DOCUMENT EXCERPT »
══════

Health Issues / Cost Shifting

Tuesday, September 24, 2002
A number of surveys have found that companies that covered higher insurance costs in the past are now passing them on to employees. Insurance premiums rose an average of 12.7 percent this year. But critics argue simply requiring employees to pay more for the same types of benefits risk moving the health insurance system further away from where it needs to go: toward one in which workers are given new incentives to be price-sensitive health care consumers.

  • A survey found 78 percent of large firms plan to charge workers more for health benefits next year, up from 44 percent last year.
  • Another survey reported 40 percent of employees are paying more for company-provided health benefits than the year before.
  • During the last price spiral in late 1980s, employers turned to managed care, but the latest round of health inflation has exposed the folly of its claims to control costs, experts say.
  • Defined contribution plans -- in which employers give workers a fixed amount for insurance then let them find the level of coverage they're comfortable with -- could help, but only 15 percent of companies are even considering them.

══════

WORK ORDER » Continue the text on health insurance cost shifting from where it stops.

Excerpts from a dataset
══════

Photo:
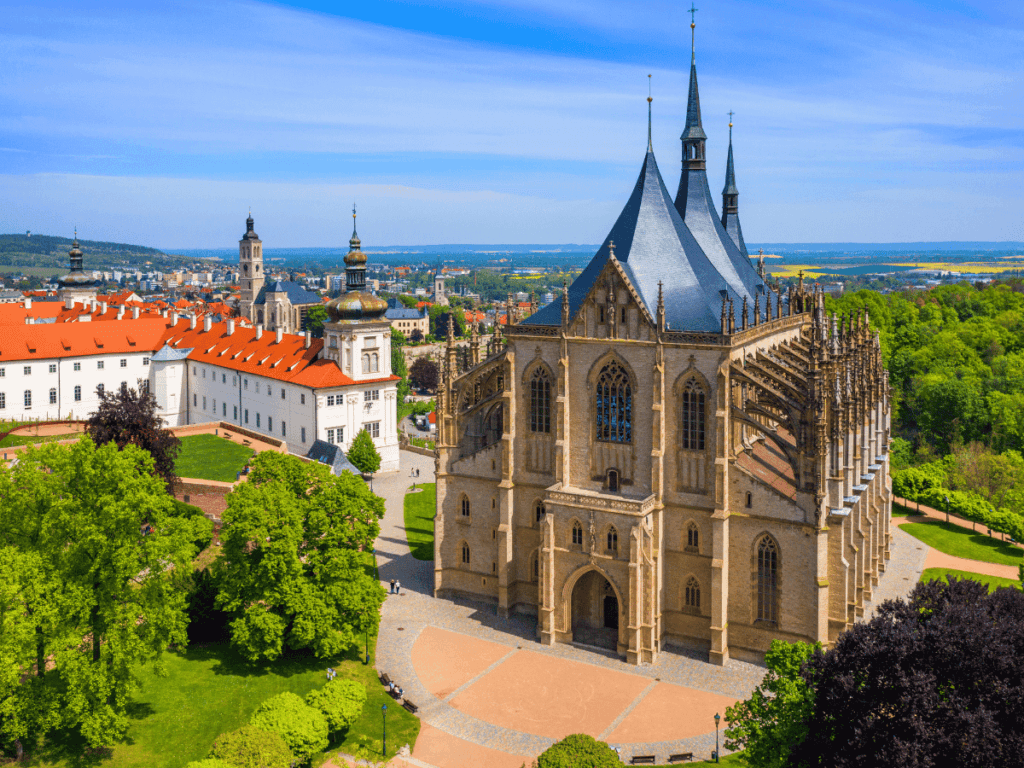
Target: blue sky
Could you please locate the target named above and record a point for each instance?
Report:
(492, 121)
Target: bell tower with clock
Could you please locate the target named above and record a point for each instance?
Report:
(250, 269)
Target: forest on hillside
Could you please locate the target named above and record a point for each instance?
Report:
(955, 360)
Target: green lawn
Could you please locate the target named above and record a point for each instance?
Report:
(207, 457)
(992, 582)
(420, 508)
(209, 690)
(961, 542)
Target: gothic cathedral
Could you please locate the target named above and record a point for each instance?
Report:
(676, 453)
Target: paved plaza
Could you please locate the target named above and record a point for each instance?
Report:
(489, 694)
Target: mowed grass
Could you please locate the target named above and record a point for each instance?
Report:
(208, 457)
(992, 583)
(953, 540)
(419, 514)
(211, 690)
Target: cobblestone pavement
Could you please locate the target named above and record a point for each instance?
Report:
(406, 615)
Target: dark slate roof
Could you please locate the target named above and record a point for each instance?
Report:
(731, 220)
(652, 244)
(403, 313)
(296, 293)
(694, 204)
(333, 456)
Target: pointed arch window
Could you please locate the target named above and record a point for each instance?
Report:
(767, 556)
(692, 538)
(691, 595)
(614, 404)
(693, 417)
(540, 401)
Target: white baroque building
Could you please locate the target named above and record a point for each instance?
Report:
(291, 387)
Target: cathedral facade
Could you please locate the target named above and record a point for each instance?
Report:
(676, 453)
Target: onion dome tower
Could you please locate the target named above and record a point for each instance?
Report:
(77, 285)
(730, 205)
(356, 304)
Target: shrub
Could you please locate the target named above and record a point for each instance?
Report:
(340, 701)
(579, 751)
(252, 748)
(302, 727)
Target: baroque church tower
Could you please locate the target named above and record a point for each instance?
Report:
(676, 454)
(251, 268)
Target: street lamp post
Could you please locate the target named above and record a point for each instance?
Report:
(717, 719)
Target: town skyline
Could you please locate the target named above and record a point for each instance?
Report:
(164, 125)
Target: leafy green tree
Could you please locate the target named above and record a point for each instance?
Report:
(578, 751)
(931, 681)
(340, 701)
(314, 320)
(302, 727)
(364, 454)
(773, 720)
(128, 417)
(298, 573)
(250, 747)
(99, 520)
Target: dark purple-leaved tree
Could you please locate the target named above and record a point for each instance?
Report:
(128, 416)
(935, 681)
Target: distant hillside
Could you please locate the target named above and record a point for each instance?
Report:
(44, 252)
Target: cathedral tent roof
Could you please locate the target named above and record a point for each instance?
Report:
(652, 245)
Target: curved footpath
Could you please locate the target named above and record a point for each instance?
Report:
(491, 695)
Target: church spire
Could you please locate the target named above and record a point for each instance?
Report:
(730, 201)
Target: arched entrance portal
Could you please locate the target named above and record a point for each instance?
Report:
(595, 611)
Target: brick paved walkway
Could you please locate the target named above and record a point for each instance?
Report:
(489, 693)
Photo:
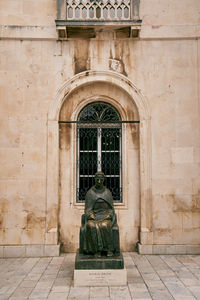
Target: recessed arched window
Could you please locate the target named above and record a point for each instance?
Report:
(99, 148)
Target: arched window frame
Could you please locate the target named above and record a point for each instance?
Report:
(104, 119)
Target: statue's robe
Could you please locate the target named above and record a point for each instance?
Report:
(98, 234)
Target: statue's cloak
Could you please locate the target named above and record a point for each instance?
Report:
(93, 195)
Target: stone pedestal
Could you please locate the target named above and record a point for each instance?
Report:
(105, 277)
(101, 271)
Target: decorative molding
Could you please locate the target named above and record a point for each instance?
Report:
(142, 105)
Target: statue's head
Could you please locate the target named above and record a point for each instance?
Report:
(99, 179)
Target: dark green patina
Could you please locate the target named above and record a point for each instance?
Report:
(99, 232)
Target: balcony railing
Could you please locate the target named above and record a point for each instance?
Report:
(94, 13)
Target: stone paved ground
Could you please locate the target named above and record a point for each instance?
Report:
(157, 277)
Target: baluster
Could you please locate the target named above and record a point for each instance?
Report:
(109, 6)
(81, 9)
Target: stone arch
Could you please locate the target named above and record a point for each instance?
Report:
(141, 103)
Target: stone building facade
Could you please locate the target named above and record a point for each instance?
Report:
(148, 70)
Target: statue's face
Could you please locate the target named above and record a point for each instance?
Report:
(99, 179)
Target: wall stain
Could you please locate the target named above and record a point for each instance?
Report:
(53, 220)
(32, 221)
(81, 56)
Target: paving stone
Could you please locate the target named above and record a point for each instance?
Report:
(22, 292)
(138, 291)
(79, 293)
(57, 296)
(119, 293)
(96, 292)
(28, 283)
(157, 277)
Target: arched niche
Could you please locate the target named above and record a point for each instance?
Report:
(70, 99)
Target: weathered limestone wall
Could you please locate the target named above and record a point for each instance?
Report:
(164, 64)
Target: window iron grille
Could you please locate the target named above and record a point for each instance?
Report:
(99, 148)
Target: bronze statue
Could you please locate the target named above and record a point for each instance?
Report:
(99, 233)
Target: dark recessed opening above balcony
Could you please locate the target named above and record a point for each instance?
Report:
(84, 18)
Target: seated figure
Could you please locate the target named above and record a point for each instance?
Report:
(99, 233)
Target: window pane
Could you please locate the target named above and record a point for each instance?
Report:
(88, 139)
(113, 184)
(111, 139)
(85, 183)
(111, 163)
(88, 163)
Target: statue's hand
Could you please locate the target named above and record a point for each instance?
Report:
(91, 216)
(109, 216)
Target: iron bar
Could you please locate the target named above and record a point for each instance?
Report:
(97, 122)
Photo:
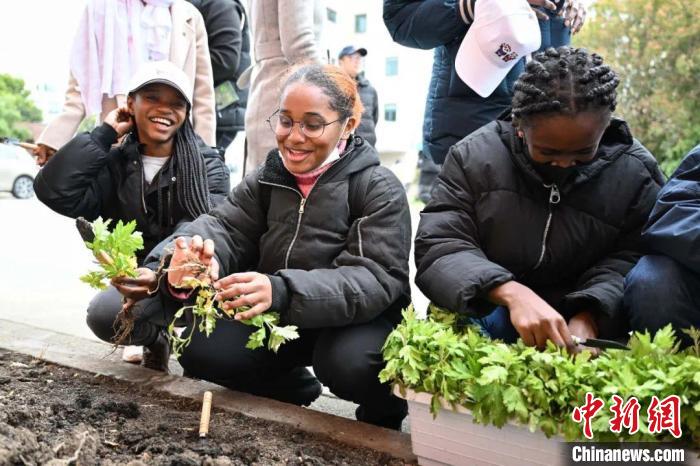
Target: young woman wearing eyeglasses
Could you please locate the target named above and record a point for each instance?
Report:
(319, 233)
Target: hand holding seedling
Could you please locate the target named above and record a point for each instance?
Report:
(193, 261)
(121, 120)
(139, 287)
(245, 297)
(250, 289)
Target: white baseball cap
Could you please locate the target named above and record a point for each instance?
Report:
(502, 33)
(163, 72)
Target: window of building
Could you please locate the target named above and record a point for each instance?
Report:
(389, 112)
(332, 15)
(360, 23)
(392, 66)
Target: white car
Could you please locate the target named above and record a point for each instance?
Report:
(17, 171)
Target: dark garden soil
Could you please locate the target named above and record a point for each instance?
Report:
(58, 416)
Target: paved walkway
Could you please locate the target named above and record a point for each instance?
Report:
(43, 256)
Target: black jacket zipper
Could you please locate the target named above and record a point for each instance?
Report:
(554, 199)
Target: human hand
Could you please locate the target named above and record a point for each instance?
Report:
(533, 319)
(245, 289)
(544, 4)
(574, 13)
(192, 261)
(137, 288)
(583, 326)
(121, 120)
(43, 154)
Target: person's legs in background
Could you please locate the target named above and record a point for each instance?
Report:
(660, 291)
(428, 172)
(348, 361)
(149, 322)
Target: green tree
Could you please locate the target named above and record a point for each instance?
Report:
(654, 45)
(15, 106)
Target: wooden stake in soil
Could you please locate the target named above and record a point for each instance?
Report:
(206, 414)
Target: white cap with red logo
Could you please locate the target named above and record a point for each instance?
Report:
(502, 33)
(163, 72)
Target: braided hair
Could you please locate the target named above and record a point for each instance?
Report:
(340, 88)
(564, 80)
(192, 186)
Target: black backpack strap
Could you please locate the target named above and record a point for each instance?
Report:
(357, 192)
(265, 195)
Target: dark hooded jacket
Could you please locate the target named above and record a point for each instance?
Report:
(89, 177)
(674, 225)
(493, 219)
(327, 269)
(229, 48)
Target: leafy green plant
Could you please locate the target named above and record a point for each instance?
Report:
(500, 383)
(115, 252)
(205, 313)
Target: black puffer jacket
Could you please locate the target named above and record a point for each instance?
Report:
(370, 114)
(90, 178)
(327, 269)
(492, 219)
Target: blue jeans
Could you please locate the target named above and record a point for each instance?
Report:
(659, 291)
(554, 33)
(497, 325)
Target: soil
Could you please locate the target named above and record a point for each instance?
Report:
(58, 416)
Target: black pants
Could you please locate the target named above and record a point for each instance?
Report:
(345, 359)
(149, 314)
(660, 291)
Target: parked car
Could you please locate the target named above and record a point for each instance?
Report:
(17, 171)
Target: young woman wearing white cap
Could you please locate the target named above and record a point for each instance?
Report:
(536, 219)
(113, 39)
(320, 233)
(160, 175)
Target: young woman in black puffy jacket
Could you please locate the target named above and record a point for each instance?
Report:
(320, 233)
(160, 175)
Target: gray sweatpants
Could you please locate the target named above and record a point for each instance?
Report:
(150, 317)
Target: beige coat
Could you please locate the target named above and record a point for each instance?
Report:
(285, 32)
(188, 49)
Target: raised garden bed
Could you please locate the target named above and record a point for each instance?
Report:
(54, 415)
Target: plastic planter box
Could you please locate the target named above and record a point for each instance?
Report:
(452, 438)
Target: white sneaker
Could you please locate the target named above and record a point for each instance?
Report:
(132, 354)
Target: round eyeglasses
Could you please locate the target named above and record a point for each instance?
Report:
(311, 127)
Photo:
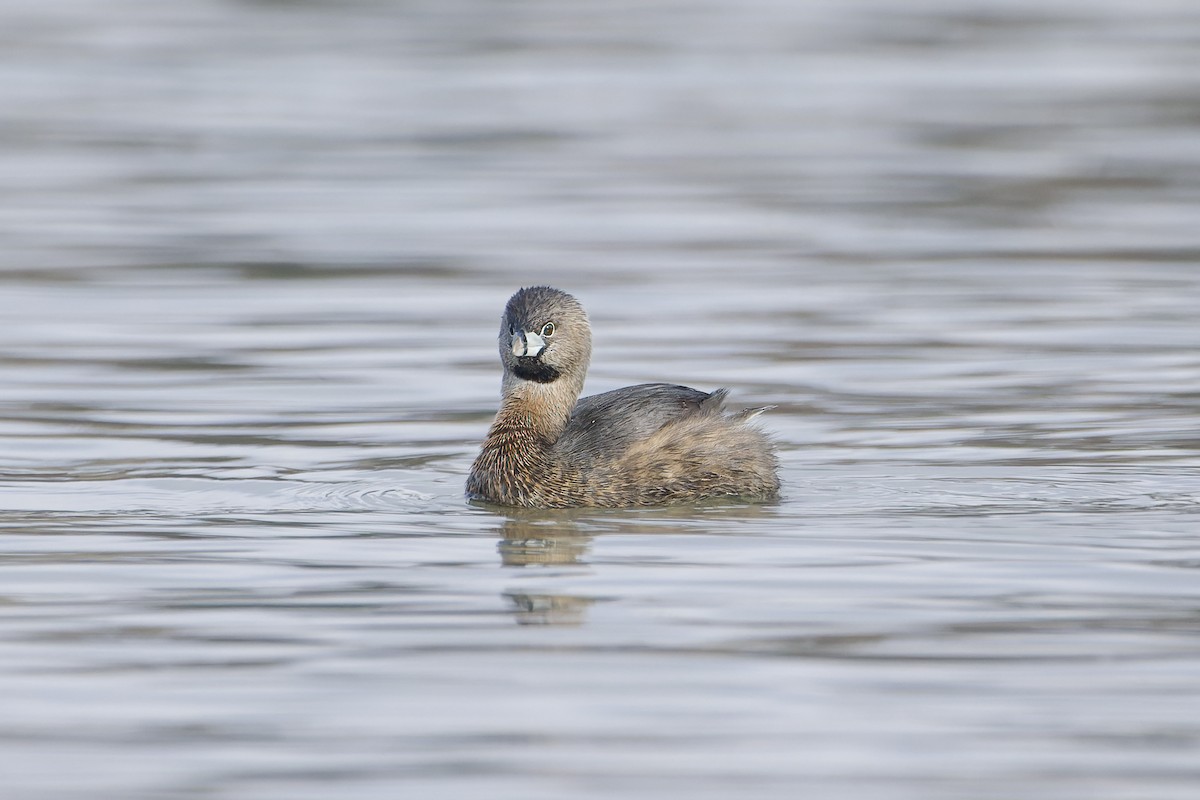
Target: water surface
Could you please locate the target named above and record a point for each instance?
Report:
(255, 257)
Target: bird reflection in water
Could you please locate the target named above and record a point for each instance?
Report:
(544, 540)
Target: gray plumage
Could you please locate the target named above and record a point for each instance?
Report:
(649, 444)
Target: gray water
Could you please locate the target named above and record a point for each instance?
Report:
(253, 257)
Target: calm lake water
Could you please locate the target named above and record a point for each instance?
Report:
(253, 259)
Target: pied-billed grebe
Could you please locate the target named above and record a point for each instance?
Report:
(651, 444)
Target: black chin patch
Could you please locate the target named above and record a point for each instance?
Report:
(535, 370)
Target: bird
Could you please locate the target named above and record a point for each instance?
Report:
(645, 445)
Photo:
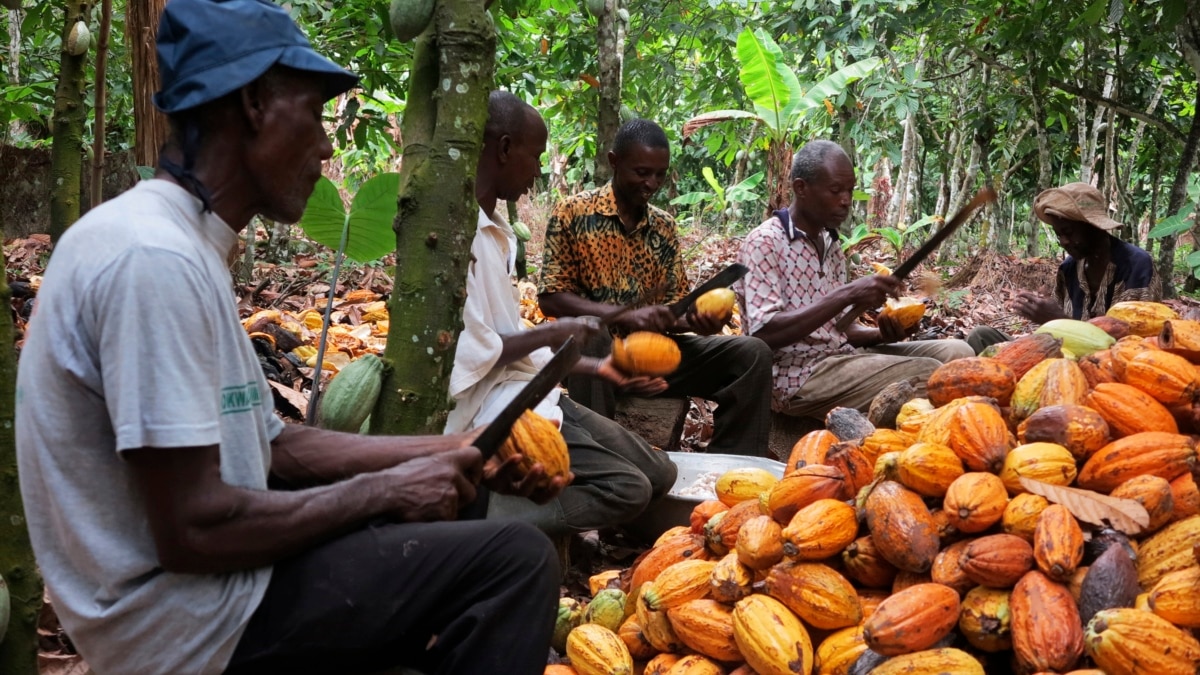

══════

ANSWER BELOW »
So, most companies continue to pass on the costs of a failing system, but cost-shifting strategies aren't the answer.

  • Employees pay 16 percent of health insurance directly -- up from 11 percent in 1988 -- and most workers don't get a say in how the money is spent.
  • Higher up-front costs with higher co-pays might moderate health care use, but that doesn't necessarily turn patients into bargain hunters.
  • Companies might reduce benefits to save money, but people could stop seeking treatment altogether, while a consumer-driven system wouldn't force such all-or-nothing choices.
Consumers will probably wind up paying more, observers say, but should expect a better product in return.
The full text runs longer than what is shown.